* _Exercise requirements_:
Once you have counted the lines below that contain "region", give that number and nothing else.

* _Image point grounding data_:
▬▬▬▬▬▬

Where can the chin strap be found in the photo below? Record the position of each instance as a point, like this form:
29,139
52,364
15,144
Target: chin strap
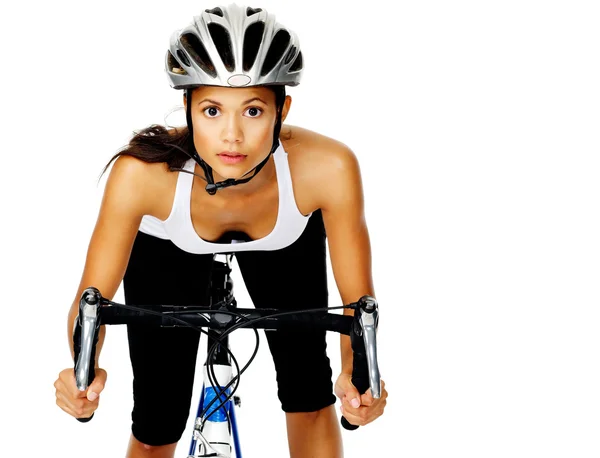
211,186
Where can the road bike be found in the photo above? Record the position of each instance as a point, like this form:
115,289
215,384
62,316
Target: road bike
215,426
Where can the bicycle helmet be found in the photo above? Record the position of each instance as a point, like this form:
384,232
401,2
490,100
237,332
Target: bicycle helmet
233,46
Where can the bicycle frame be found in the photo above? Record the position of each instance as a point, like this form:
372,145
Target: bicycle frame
215,427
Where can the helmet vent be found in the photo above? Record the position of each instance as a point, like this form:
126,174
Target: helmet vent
289,55
278,46
251,11
194,47
297,65
218,11
183,58
174,65
222,42
252,40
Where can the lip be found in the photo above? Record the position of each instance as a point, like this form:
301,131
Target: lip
231,157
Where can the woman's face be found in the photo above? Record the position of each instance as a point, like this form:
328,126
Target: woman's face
233,127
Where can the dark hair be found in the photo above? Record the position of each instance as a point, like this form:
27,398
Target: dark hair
156,143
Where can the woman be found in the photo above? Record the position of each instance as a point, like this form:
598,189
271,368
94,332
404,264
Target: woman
244,183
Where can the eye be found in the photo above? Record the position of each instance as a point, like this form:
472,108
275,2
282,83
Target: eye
255,112
211,112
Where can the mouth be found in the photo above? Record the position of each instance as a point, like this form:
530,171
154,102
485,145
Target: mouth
231,157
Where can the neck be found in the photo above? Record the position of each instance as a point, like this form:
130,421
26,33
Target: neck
258,181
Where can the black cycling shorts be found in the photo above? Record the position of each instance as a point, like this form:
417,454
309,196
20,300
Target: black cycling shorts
163,359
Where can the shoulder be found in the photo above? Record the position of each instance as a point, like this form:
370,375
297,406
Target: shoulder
323,167
138,182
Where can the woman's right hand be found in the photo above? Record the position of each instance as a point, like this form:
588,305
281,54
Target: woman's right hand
79,404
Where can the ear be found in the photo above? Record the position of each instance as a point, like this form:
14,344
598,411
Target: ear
286,107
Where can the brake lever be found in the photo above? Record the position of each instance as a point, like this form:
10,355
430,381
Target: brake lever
365,370
85,338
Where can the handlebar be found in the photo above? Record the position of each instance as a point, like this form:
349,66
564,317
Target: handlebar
94,311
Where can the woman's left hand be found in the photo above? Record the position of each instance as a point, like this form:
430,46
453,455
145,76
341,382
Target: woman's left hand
358,409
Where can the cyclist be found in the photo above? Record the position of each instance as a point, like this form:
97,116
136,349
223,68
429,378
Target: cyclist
157,231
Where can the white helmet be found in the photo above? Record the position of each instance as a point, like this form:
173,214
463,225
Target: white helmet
233,46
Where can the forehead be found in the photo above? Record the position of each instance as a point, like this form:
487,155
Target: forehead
234,94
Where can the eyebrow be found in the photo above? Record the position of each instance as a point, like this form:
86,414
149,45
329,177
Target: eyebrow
243,103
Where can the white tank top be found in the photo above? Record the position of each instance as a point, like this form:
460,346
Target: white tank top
179,229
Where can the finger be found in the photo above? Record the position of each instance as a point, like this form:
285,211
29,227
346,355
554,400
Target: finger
366,399
348,407
352,418
71,383
64,400
76,407
69,387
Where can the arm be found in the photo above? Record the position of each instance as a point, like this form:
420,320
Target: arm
110,246
342,207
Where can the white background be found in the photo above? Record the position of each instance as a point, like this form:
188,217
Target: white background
476,127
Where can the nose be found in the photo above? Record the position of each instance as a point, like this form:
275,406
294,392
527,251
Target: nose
232,131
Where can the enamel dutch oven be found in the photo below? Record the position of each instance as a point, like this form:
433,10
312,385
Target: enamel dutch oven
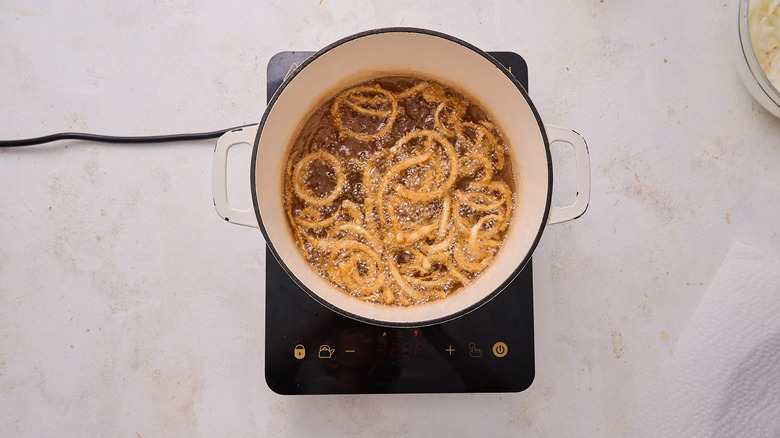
439,57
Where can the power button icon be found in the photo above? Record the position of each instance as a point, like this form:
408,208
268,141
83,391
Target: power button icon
500,349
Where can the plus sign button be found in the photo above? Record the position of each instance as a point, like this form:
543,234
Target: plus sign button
500,349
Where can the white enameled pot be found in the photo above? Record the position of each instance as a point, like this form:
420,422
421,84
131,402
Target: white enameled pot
417,52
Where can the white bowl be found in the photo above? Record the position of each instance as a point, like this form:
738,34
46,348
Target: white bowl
749,69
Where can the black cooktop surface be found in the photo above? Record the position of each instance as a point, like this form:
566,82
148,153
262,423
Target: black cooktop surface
312,350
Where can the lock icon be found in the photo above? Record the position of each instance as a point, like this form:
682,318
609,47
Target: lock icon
299,352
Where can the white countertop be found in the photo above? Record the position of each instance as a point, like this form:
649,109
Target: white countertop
129,308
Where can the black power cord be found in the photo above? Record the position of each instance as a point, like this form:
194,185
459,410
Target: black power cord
115,139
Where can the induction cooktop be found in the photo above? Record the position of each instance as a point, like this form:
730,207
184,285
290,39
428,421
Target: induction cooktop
310,349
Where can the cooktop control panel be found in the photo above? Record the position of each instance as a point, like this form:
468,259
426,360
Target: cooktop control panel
313,350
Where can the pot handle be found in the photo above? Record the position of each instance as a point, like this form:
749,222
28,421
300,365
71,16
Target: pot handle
582,157
219,176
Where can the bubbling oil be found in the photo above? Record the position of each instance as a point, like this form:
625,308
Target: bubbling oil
399,190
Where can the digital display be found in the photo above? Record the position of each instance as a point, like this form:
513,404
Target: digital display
394,349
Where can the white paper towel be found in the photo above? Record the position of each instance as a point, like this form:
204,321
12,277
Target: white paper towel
723,379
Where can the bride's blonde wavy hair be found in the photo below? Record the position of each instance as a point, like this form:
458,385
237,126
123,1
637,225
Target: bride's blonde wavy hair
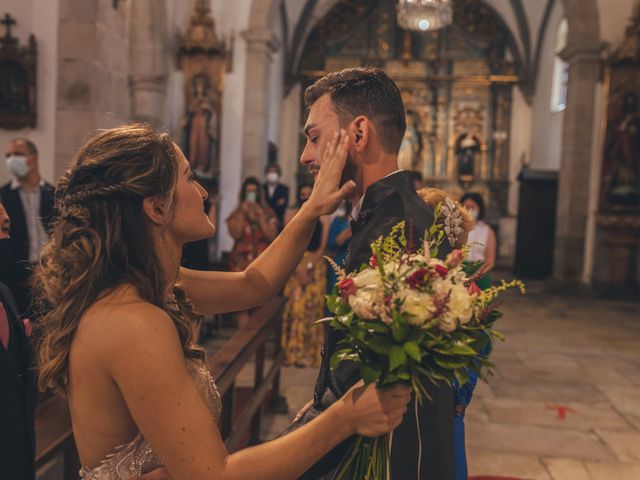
100,241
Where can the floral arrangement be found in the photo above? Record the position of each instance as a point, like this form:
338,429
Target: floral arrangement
411,317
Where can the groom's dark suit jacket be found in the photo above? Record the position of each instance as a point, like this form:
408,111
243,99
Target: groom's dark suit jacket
421,446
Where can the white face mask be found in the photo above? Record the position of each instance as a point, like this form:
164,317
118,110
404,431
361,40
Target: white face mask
251,197
17,165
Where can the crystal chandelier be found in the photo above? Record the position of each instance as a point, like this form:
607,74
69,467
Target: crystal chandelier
424,14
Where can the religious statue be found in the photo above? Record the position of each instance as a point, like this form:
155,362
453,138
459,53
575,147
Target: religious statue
17,79
622,147
200,138
467,147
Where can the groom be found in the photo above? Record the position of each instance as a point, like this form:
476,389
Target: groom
367,104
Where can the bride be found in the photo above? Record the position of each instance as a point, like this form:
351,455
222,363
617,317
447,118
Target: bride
119,312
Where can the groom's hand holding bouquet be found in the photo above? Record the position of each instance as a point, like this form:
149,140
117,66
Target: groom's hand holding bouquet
408,317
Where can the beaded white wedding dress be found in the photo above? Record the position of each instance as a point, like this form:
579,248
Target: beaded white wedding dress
137,457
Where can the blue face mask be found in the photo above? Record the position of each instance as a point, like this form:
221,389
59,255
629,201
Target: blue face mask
17,165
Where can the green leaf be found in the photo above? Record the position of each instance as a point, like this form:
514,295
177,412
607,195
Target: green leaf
462,349
397,357
368,374
379,345
337,305
375,326
413,350
399,331
448,364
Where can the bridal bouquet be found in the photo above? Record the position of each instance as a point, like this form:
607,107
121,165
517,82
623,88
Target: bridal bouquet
409,317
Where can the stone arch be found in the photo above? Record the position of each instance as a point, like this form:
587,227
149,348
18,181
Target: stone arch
583,54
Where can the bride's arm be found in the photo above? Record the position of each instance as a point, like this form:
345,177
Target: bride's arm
167,408
218,292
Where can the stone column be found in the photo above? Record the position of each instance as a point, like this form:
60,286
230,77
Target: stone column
261,44
93,69
148,62
577,142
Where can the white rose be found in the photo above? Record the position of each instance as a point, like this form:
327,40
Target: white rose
363,302
417,258
366,278
447,324
460,307
418,306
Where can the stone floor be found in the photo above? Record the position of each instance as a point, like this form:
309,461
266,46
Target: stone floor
564,400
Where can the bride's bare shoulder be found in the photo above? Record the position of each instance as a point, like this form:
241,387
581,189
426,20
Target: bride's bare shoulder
123,322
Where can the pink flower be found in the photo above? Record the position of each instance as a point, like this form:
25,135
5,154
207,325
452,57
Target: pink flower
27,327
442,271
418,278
454,258
347,287
474,289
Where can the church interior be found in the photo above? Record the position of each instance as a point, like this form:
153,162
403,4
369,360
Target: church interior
534,105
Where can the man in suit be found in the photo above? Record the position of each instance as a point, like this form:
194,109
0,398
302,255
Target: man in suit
276,193
368,106
29,201
17,381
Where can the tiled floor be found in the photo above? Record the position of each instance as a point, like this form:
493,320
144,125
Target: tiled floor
564,402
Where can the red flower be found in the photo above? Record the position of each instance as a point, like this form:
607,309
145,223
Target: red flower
418,278
347,287
454,258
442,271
474,289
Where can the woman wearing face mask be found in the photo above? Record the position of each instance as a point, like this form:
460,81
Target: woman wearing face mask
482,239
339,240
305,290
253,226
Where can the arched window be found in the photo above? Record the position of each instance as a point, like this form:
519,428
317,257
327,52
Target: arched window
560,69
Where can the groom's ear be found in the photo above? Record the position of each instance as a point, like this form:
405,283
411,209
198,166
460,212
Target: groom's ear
361,132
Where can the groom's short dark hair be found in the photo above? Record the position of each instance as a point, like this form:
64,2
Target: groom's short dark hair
364,91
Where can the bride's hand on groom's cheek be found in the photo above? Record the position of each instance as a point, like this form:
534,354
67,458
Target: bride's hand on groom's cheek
327,192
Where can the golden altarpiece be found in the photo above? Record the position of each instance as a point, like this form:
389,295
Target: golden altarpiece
204,59
617,258
456,85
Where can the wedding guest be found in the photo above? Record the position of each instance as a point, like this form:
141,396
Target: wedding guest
302,340
29,202
253,226
276,194
482,239
117,332
457,238
17,378
339,240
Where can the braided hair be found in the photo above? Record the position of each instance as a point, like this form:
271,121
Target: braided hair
99,241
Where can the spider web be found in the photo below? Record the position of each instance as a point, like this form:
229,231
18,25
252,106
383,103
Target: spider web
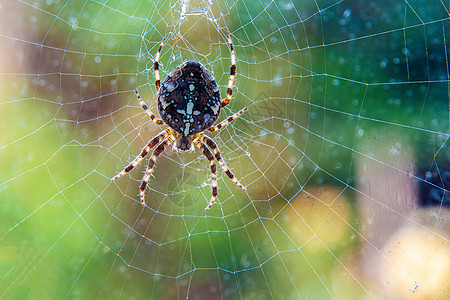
344,151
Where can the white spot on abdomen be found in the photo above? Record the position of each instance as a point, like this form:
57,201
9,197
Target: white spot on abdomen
189,108
186,130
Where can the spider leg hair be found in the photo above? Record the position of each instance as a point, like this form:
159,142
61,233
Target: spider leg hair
156,66
232,74
147,110
211,144
207,153
228,120
151,164
153,142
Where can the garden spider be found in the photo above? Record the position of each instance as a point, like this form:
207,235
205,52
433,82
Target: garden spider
189,103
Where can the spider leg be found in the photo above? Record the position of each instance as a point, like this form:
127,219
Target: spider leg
228,120
156,66
151,164
153,142
232,74
211,144
207,153
147,110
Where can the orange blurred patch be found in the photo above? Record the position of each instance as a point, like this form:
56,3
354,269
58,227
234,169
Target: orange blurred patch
318,218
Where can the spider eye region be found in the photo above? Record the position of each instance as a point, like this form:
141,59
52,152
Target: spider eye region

▬▬▬▬▬▬

* _Exercise answer_:
2